An exact reproduction of the records is required, with all pictures omitted.

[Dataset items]
---*---
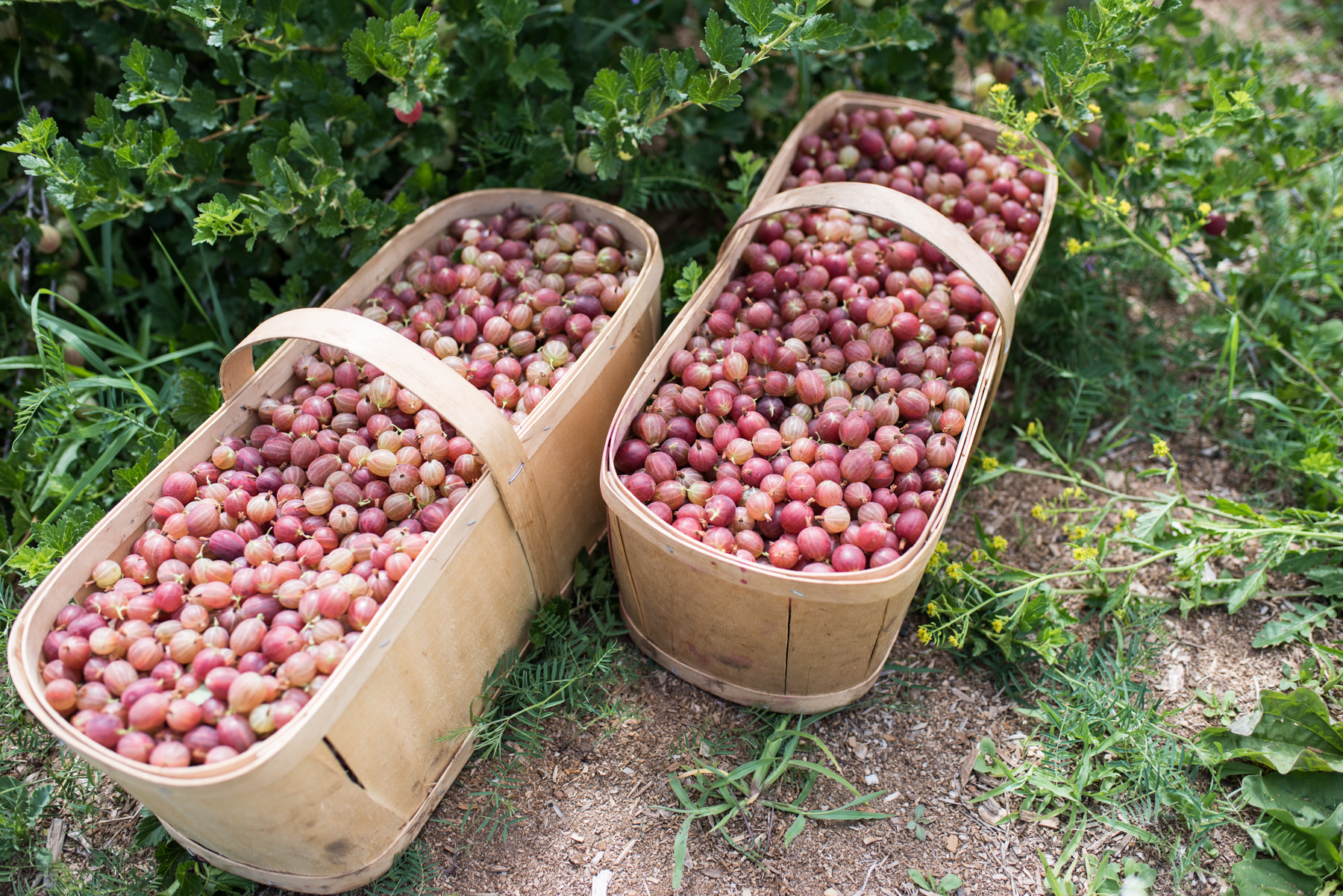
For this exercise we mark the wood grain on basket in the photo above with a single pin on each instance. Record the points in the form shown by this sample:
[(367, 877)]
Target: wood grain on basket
[(351, 781), (792, 641)]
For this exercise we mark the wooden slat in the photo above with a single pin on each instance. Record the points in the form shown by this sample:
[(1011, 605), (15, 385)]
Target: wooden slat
[(469, 597), (841, 626)]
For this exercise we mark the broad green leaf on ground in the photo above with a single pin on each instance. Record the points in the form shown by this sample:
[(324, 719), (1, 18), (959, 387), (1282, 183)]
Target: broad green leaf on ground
[(1267, 877), (1287, 733), (1303, 815), (1294, 624)]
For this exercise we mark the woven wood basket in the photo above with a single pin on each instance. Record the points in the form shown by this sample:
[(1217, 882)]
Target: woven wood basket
[(325, 803), (758, 636)]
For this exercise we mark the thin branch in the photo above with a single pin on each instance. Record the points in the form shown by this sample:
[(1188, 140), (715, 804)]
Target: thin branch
[(258, 98), (235, 129)]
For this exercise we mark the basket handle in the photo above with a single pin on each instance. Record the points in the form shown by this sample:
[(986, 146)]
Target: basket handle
[(892, 204), (441, 389)]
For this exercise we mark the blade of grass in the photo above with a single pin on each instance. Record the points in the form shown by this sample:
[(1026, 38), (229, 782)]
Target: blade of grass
[(107, 456)]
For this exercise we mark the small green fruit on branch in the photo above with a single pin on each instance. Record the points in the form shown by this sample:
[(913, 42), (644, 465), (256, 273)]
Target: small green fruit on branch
[(413, 116)]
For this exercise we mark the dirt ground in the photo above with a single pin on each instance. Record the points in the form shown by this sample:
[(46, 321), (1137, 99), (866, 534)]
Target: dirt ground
[(592, 803)]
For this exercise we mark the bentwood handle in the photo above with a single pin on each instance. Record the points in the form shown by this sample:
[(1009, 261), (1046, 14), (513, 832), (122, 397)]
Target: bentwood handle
[(907, 211), (443, 390)]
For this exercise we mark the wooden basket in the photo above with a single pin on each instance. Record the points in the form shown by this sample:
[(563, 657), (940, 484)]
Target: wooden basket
[(752, 634), (325, 803)]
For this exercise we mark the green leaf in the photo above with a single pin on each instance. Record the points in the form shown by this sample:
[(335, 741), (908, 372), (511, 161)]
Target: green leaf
[(721, 43), (1268, 877), (1294, 625), (131, 477), (678, 849), (50, 542), (507, 16), (1304, 817), (1153, 523), (191, 399), (794, 829), (539, 63), (1292, 733), (821, 34), (362, 55), (35, 134), (759, 18)]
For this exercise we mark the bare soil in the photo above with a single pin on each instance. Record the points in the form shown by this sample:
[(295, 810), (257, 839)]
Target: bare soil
[(598, 800), (594, 803)]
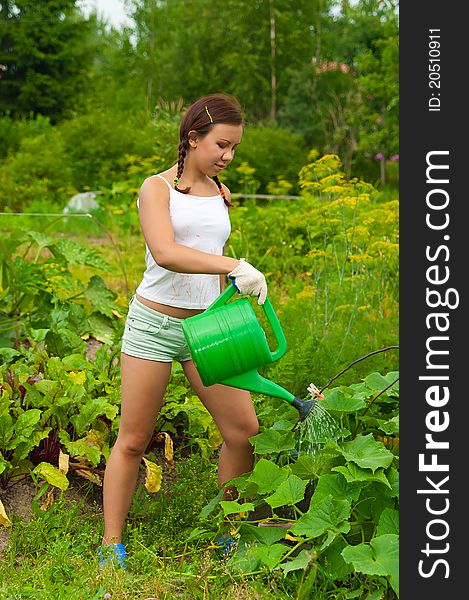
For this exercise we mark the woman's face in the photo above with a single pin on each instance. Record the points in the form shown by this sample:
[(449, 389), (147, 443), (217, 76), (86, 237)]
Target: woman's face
[(213, 152)]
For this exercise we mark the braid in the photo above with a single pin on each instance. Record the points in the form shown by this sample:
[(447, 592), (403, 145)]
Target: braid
[(222, 190), (183, 146)]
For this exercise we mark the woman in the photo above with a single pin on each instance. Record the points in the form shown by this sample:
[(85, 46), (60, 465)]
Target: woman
[(184, 216)]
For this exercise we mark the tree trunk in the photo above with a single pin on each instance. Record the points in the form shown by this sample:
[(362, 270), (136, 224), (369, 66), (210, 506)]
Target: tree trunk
[(273, 77)]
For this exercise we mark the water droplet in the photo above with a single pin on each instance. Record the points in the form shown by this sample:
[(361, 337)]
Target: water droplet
[(317, 429)]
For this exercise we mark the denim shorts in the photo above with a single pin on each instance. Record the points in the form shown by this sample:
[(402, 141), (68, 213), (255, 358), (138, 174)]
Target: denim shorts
[(153, 335)]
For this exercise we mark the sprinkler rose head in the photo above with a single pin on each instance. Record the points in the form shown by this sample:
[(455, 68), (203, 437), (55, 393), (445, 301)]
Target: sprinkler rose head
[(304, 407)]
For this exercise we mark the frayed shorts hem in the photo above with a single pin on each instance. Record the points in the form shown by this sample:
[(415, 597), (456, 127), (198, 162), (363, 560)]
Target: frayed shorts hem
[(152, 335)]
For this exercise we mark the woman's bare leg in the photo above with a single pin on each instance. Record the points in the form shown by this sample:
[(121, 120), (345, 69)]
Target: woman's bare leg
[(234, 414), (143, 385)]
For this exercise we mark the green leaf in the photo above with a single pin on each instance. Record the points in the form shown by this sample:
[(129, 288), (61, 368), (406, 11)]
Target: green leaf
[(299, 562), (261, 535), (289, 492), (6, 429), (268, 476), (25, 424), (366, 452), (329, 513), (75, 254), (76, 362), (379, 557), (91, 411), (353, 473), (42, 239), (337, 567), (341, 402), (82, 447), (269, 555), (210, 507), (23, 449), (272, 442), (3, 463), (388, 522), (378, 382), (231, 507), (305, 467), (334, 485), (52, 475), (390, 427), (100, 296)]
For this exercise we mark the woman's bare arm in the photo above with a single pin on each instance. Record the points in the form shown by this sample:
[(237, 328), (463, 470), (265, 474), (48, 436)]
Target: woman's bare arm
[(159, 235)]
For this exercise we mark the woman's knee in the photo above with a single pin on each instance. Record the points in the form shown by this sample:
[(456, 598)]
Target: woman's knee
[(133, 444), (239, 434)]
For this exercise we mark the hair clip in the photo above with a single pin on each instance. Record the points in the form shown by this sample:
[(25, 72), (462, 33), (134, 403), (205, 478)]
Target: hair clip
[(210, 116)]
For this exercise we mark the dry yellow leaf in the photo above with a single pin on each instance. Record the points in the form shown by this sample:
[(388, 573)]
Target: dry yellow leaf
[(49, 501), (153, 478), (168, 445), (4, 520), (78, 378), (90, 476), (63, 462)]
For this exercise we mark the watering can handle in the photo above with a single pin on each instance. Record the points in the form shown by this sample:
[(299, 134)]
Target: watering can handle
[(270, 314)]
---*---
▸ **Finished exercise**
For this exercise we mark the wood grain on basket in the photo above with a single pin on each instance. Record the points in the form shown by this sample:
[(367, 877)]
Target: wood grain on basket
[(351, 781), (792, 641)]
For this exercise we mark the wooden slat in the photo above with a single pin on each instance. Record the points in the form shown by this sample:
[(1011, 605), (15, 385)]
Target: wooden slat
[(469, 597), (841, 626)]
For this exercise we mark the broad green leaf on ground in the photo above with a single pin on each instance. Record the points in the form shown by this sample:
[(324, 719), (1, 18), (959, 387), (1282, 183)]
Target: broad green leaf on ground
[(1267, 877), (1287, 733), (1303, 815), (1294, 624)]
For this exercise we mark the woven wood basket in the photo above with a single pin on each instance. Record the points in the form shown by this sample:
[(1217, 882)]
Target: woven wood basket
[(325, 803), (758, 636)]
For this exercise we mark the thin branch in the photo above with a single pin on each instance. Record the points in the form shown by this sample:
[(1188, 140), (715, 804)]
Target: thin branch
[(258, 98), (235, 129)]
For this exercise we mark the basket handle in the photo above with a single pin on each instance. Record the points in the form shown by this sample:
[(986, 146)]
Target: basket handle
[(892, 204), (441, 389)]
For this exercise we mark the blade of grass in the photo above with a single pin on each instance. Record the points in the form shown by this sample:
[(1026, 38), (229, 782)]
Target: blade of grass
[(107, 456)]
For this exercise we mark the small green fruit on branch in the photo above with a single pin on each instance. Record the points in the form shown by this sample:
[(913, 42), (644, 465), (256, 273)]
Target: small green fruit on branch
[(413, 116)]
For this exercise we mark the dirt ground in the photo above with a single pin on each instance. Record the points in the form shown by this sample:
[(46, 321), (1137, 99), (866, 534)]
Target: dirt ground
[(592, 803)]
For this exercise we mark the bentwood handle in the photo above with a single pin on each instance. Record the points in the form shown by this sample:
[(1009, 261), (1046, 14), (513, 832), (122, 397)]
Target: bentwood handle
[(907, 211), (443, 390)]
For this exercise we mark the wooden basket in the photo above with a single pin on each instance. Record the points in the form shown by this sample:
[(563, 657), (940, 484)]
Target: wooden basket
[(752, 634), (325, 803)]
For this exercise we mark the green leaf in the photo above with a single pin on each instance. Record the points in the form shown by this sample:
[(335, 741), (908, 372), (511, 161)]
Target: green leaf
[(721, 43), (1268, 877), (1294, 625), (131, 477), (678, 849), (50, 542), (507, 16), (1304, 817), (1153, 523), (191, 399), (794, 829), (539, 63), (1292, 733), (821, 34), (362, 55), (35, 134), (759, 18)]
For this exercise we mark the bare soil in the photo above with a single pin on each instance. Record the points in the form shown by this sample:
[(295, 810), (257, 839)]
Target: bare soil
[(598, 800), (594, 803)]
For this exercise we mark the woman's face in the photo above with a single pin on each instance. Record the points in the form shown by this sample:
[(449, 389), (147, 443), (217, 76), (86, 237)]
Target: woman's face
[(213, 152)]
For this exercise we mark the braid in the photo above with a single pin on each instance. Record the points in the form shown by this sample:
[(447, 592), (403, 145)]
Target: braid
[(222, 190), (183, 146)]
For this exercise we mark the woman in the photo above with a single pin on each instance. Record the points in the form shown by this sample:
[(85, 46), (60, 465)]
Target: woman
[(184, 216)]
For this exercise we mark the tree trunk in the photo above with a single pin on each instance. Record the points in the form shown by this sample:
[(362, 270), (136, 224), (369, 66), (210, 506)]
Target: tree trunk
[(273, 77)]
For this exercise we mark the water droplet in the photo above with a single pin on each instance. Record the points in the form shown by this sample:
[(361, 337)]
Target: water droplet
[(317, 429)]
For this exercise we mark the denim shorts in the photo above with a single pin on each instance. Record the points in the form shown by this sample:
[(402, 141), (68, 213), (255, 358), (138, 174)]
Target: denim shorts
[(153, 335)]
For this exercise we mark the sprinkler rose head in the photo above with a single pin on each instance. Record the points in the form shown by this sample:
[(455, 68), (203, 437), (55, 393), (445, 301)]
Target: sprinkler rose head
[(304, 407)]
For this exercise we mark the frayed shorts hem in the photo above with a single pin on each instance. Record the points in the form shown by this sample:
[(415, 597), (456, 127), (198, 162), (363, 560)]
Target: frayed shorts hem
[(152, 335)]
For this exercise we mark the woman's bare leg in the photo above with a single pin on each instance. Record the points in the form shown by this sample:
[(121, 120), (345, 69)]
Target: woman's bare leg
[(234, 414), (143, 385)]
For this exercise we mark the green leaf in the photo above with a single pin on each instance. Record the points in the form shown by this sample:
[(129, 288), (61, 368), (406, 11)]
Target: green leaf
[(299, 562), (261, 535), (289, 492), (6, 429), (268, 476), (25, 424), (366, 452), (329, 513), (75, 254), (76, 362), (379, 557), (91, 411), (353, 473), (42, 239), (337, 567), (341, 402), (82, 447), (269, 555), (210, 507), (23, 449), (272, 442), (3, 463), (388, 522), (378, 382), (231, 507), (305, 467), (334, 485), (52, 475), (390, 427), (100, 296)]
For this exercise we mark the woman's bare arm in the photo above with a single pin on each instance. Record the points in the form shown by this sample:
[(237, 328), (463, 470), (265, 474), (48, 436)]
Target: woman's bare arm
[(159, 235)]
For this exercise we mark the woman's knee in the photo above with a single pin on each instance. Record the points in the form shown by this sample:
[(456, 598)]
Target: woman's knee
[(133, 444), (239, 434)]
For this exercise we mark the hair clip in the photo above with a single pin on each instance. Record the points in the form shown by this sample:
[(25, 72), (462, 33), (134, 403), (205, 478)]
Target: hair clip
[(210, 116)]
For this exercise we mark the dry yellow leaf in the photo above with a single pin on each instance. Record the points in the form shown by this sample:
[(388, 573)]
Target: dry yellow leaf
[(49, 501), (153, 478), (168, 445), (4, 520), (78, 378), (90, 476), (63, 462)]
For this exercise we mark the watering can handle in the photo above with a single pin on each instance. Record the points in the form shown by this sample:
[(299, 134)]
Target: watering can handle
[(270, 314)]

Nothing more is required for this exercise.